- RECORDS FOR THIS EXERCISE:
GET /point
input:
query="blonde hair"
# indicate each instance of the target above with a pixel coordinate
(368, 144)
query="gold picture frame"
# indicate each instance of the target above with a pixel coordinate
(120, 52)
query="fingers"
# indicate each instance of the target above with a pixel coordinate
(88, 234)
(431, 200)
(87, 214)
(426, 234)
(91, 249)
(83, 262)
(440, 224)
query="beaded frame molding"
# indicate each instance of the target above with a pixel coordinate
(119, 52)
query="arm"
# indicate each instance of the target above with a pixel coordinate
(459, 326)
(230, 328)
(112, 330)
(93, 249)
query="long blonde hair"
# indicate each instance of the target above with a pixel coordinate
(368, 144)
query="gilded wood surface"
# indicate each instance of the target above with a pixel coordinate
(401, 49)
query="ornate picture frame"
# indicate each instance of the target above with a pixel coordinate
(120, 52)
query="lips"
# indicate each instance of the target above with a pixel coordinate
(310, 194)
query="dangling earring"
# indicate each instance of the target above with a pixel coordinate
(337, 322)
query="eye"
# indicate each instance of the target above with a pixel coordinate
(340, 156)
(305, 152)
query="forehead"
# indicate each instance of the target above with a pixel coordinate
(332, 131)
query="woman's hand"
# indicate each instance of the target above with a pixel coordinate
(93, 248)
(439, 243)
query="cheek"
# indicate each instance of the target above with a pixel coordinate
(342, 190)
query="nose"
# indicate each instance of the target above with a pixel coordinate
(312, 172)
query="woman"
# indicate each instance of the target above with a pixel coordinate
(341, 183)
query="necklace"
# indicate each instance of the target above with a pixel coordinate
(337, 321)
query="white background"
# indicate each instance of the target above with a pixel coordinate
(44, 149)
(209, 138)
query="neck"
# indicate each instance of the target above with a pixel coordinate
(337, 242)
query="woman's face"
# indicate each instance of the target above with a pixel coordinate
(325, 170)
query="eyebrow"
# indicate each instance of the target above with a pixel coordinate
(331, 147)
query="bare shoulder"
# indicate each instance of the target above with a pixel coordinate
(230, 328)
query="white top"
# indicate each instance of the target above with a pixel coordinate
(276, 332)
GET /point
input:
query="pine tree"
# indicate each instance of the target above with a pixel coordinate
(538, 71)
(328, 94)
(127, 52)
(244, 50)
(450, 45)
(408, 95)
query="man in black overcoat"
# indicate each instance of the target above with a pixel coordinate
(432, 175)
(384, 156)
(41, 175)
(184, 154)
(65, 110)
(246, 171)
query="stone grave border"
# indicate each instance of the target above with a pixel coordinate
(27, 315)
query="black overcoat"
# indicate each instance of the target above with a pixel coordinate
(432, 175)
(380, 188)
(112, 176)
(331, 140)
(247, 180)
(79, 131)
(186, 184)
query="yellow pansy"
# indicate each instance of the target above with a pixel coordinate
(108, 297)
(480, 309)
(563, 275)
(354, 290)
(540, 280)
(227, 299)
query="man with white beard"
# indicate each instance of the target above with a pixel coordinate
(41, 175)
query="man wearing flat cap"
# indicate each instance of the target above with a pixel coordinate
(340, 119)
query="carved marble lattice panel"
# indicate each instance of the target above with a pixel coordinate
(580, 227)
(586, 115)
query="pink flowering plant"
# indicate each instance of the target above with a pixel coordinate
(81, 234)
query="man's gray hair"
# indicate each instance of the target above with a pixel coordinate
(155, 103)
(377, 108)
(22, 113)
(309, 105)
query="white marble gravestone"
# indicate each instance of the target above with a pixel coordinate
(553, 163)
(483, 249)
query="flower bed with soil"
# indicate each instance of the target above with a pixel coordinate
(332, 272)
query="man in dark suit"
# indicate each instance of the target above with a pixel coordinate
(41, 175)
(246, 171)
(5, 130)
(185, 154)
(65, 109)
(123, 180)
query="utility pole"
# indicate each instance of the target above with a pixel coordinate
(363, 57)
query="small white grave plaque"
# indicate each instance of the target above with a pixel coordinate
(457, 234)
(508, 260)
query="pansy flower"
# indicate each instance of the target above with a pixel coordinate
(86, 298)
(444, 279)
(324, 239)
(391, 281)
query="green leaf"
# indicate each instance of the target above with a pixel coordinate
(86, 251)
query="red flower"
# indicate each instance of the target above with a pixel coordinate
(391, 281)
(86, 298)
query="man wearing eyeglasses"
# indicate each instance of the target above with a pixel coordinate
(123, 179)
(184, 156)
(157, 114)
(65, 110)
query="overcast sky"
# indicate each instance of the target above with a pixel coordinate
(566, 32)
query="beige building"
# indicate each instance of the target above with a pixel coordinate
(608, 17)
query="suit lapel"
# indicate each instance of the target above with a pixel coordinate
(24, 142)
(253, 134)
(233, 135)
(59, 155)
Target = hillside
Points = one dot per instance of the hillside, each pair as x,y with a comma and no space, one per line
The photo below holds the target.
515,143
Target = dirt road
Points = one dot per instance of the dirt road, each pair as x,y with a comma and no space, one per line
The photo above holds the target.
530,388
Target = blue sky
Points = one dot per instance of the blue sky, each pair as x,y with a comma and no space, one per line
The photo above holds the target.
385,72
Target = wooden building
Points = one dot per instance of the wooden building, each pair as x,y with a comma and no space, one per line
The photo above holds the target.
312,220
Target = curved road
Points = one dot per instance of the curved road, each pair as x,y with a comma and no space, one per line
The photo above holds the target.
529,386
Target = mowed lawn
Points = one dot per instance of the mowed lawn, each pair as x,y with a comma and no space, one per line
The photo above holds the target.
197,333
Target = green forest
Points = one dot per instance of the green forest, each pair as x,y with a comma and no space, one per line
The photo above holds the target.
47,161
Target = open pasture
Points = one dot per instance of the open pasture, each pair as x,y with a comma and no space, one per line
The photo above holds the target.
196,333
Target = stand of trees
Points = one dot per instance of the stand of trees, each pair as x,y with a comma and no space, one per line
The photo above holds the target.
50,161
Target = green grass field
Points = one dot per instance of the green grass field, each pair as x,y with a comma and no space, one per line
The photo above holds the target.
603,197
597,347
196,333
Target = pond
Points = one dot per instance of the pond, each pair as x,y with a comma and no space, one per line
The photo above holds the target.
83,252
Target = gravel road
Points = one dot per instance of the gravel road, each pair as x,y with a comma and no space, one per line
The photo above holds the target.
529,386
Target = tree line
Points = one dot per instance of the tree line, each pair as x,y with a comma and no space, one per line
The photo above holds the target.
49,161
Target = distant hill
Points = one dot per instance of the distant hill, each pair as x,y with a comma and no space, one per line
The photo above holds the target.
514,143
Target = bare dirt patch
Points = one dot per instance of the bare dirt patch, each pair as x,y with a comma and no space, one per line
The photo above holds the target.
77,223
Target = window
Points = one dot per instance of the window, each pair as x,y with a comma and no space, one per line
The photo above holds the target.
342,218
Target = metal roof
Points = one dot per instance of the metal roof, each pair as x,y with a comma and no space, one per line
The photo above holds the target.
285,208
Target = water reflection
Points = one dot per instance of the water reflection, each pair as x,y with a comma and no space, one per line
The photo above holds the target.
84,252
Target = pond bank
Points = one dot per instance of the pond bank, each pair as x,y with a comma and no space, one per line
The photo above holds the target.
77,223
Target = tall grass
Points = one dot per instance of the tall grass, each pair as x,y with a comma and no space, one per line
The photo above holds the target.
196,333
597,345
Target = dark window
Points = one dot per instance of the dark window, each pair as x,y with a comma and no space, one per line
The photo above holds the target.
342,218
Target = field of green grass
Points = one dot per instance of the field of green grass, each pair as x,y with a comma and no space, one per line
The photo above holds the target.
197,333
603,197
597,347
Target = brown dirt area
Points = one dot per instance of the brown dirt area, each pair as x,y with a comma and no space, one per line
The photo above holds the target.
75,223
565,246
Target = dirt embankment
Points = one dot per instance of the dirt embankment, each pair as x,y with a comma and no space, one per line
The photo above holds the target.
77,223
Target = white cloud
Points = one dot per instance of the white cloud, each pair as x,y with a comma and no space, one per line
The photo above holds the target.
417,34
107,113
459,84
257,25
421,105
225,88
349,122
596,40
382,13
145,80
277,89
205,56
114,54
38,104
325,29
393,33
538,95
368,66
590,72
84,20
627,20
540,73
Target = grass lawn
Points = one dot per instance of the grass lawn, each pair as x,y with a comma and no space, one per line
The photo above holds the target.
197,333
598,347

- DIRECTION: Everything from the line that contains "Target = dirt embankment" through the end of the records must be duplicated exactly, and nothing outside that range.

- SOLVED EXERCISE:
Target = dirt embankment
Points = one dot per instance of the dirt embankment, each pair as x,y with a comma and no space, one per line
The photo above holds the target.
77,223
Target = white cloud
Points = one dot per instance of the white cloud, each pair as x,y with a comma and no space, one per line
The photo above holds the target.
417,34
107,113
459,84
257,25
421,105
225,88
349,122
596,40
382,13
145,80
277,89
205,56
114,54
38,104
325,29
393,33
538,95
368,66
590,72
84,20
627,20
540,73
Target = grass lawn
Points = one dot per instance of the grass lawn, each pair as x,y with a comma and no space, one per line
The photo above holds the target.
197,333
598,347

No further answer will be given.